## Text to read
%%

Group 8: GKE Backup & Restore
These variables configure Backup for GKE, which creates scheduled, application-consistent backups of cluster workloads and persistent volume data to Cloud Storage. Backups capture both the Kubernetes resource state (Deployments, ConfigMaps, Secrets, Services, etc.) and the data held in PersistentVolumeClaims, allowing full workload restoration to the same cluster or to a different cluster in the event of accidental deletion, data corruption, or a disaster recovery scenario. Requires create_google_kubernetes_engine = true.
| Variable | Default | Options / Format | Description & Implications |
|---|---|---|---|
enable_gke_backup | false | true / false | Enables GKE Backup for Autopilot on the provisioned cluster(s). When enabled, a backup plan is created that runs on the schedule defined by gke_backup_schedule and retains snapshots for gke_backup_retention_days days. Backups are stored in a Google-managed Cloud Storage bucket and can be used to restore workloads to the same or a different GKE cluster. Requires create_google_kubernetes_engine = true. Enable this for all production clusters — GKE Backup is the recommended mechanism for protecting stateful workloads running on GKE Autopilot. |
gke_backup_retention_days | 30 | Integer 1–365 | Number of days to retain GKE backup snapshots before they are automatically deleted. Balance retention duration against Cloud Storage cost — each backup stores a full snapshot of all cluster resources and PVC data, so longer retention periods accumulate significant storage. A 30-day retention is appropriate for most workloads. Increase to 90 or more for compliance-sensitive environments with longer recovery point objectives. Decrease to 7 for cost-sensitive non-production clusters. Valid range: 1–365 days. (e.g., 7, 30, 90) |
gke_backup_schedule | '0 3 * * *' | Cron expression (UTC) | Cron expression defining when GKE backup jobs run automatically. All times are interpreted as UTC. The default '0 3 * * *' runs a backup daily at 03:00 UTC, which typically falls outside peak usage hours for most regions. Choose a schedule that avoids your application's peak traffic window to minimise any performance impact during backup. For higher recovery point objectives, use a more frequent schedule such as '0 */6 * * *' (every 6 hours). Uses standard five-field Unix cron format: minute, hour, day-of-month, month, day-of-week. (e.g., '0 3 * * *' for daily at 03:00 UTC, '0 */6 * * *' for every 6 hours, '0 2 * * 0' for weekly on Sunday at 02:00 UTC) |
Validating Group 8 Settings
Google Cloud Console:
- Backup plans: Navigate to Kubernetes Engine → Backup for GKE → Backup plans to confirm a backup plan has been created for the cluster with the expected schedule and retention period.
- Backup history: Select a backup plan and click the Backups tab to view completed backups, their size, and their expiry date.
- Restore plans: Navigate to Kubernetes Engine → Backup for GKE → Restore plans to view any configured restore plans for recovering workloads from a backup.
gcloud CLI:
# List all GKE backup plans in the region
gcloud container backup-restore backup-plans list \
--location=REGION \
--project=PROJECT_ID \
--format="table(name,cluster,retentionPolicy.backupDeleteLockDays,state)"

%%

## Extracted information
%%

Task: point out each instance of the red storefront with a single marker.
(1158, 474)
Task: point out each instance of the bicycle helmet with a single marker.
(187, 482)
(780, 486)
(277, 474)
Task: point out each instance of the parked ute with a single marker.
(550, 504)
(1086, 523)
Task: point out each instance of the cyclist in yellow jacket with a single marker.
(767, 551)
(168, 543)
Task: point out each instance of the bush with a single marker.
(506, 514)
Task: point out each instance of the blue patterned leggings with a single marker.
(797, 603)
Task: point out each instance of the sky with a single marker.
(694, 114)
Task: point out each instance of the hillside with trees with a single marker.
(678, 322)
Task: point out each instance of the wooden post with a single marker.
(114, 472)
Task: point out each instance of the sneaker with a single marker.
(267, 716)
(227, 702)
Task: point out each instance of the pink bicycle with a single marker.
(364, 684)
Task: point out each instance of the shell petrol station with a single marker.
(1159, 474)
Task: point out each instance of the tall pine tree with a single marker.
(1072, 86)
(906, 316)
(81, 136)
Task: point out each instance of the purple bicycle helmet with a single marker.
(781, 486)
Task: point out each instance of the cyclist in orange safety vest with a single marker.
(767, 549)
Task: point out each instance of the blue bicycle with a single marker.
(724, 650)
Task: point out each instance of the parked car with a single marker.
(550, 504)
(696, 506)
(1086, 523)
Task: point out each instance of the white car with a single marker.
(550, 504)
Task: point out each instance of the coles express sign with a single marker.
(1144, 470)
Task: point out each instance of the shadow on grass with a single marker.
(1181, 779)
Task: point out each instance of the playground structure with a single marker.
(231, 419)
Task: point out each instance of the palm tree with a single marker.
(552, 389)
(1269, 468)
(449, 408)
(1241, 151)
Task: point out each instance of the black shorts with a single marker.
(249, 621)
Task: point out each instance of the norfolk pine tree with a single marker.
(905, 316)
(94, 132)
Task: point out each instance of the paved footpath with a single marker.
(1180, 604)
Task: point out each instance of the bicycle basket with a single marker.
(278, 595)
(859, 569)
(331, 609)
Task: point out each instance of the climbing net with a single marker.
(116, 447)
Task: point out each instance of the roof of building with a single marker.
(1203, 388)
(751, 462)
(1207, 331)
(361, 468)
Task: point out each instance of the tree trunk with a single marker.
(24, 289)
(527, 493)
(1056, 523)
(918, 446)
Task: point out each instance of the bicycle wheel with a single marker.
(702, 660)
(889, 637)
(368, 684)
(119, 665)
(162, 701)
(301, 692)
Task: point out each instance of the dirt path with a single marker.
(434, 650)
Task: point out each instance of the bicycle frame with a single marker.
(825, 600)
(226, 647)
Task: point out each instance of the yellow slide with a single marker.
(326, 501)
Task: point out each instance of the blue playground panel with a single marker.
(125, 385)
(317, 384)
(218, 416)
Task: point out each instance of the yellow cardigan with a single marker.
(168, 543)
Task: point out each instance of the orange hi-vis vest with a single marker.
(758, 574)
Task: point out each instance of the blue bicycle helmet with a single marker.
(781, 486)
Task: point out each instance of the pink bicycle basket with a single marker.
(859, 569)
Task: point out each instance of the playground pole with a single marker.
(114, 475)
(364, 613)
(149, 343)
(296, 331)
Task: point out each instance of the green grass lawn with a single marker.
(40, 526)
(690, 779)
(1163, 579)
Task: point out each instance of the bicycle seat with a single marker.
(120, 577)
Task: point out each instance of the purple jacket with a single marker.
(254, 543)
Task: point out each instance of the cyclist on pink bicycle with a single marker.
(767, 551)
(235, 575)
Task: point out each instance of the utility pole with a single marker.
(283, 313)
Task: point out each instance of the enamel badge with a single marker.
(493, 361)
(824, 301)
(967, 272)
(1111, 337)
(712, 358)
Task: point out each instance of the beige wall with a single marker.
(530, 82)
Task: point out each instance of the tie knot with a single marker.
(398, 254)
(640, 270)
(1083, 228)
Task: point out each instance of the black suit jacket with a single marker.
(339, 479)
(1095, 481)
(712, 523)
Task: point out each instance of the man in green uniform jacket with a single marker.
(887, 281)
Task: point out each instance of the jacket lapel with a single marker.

%%

## Set of tasks
1 > Could you reproduce the part of the GKE backup text above between "- Restore plans: Navigate" and "from a backup.", inclusive?
2 > Can you rewrite the paragraph of the GKE backup text that begins "These variables configure Backup for GKE" in fewer words while keeping its main facts?
3 > Will you pick up the GKE backup text at the point where it stops and continue it?

## Written answers
1 >
- Restore plans: Navigate to Kubernetes Engine → Backup for GKE → Restore plans to view any configured restore plans for recovering workloads from a backup.

2 > Backup for GKE makes scheduled, application-consistent backups of cluster workloads and persistent volume data to Cloud Storage. Each backup holds the Kubernetes resource state (Deployments, ConfigMaps, Secrets, Services, etc.) and the PersistentVolumeClaim data. This allows workloads to be fully restored to the same or a different cluster after accidental deletion, data corruption, or a disaster. These variables require create_google_kubernetes_engine = true.

3 >
# List completed backups for a specific backup plan
gcloud container backup-restore backups list \
--backup-plan=BACKUP_PLAN_NAME \
--location=REGION \
--project=PROJECT_ID \
--format="table(name,state,createTime,deleteLockExpireTime)"
Group 9: VPC Service Controls
These variables configure VPC Service Controls (VPC-SC), which establishes a security perimeter around the GCP project to protect against data exfiltration. Once enforced, the perimeter restricts access to Google Cloud APIs (such as Cloud Storage, Cloud SQL, and BigQuery) to requests that originate from within the defined perimeter — requests from IP addresses or identities outside the perimeter are blocked at the API level, even if they hold valid IAM credentials. VPC-SC is an advanced security control with a significant risk of locking out legitimate access if misconfigured. Always enable with vpc_sc_dry_run = true first to audit the impact before switching to enforcement mode.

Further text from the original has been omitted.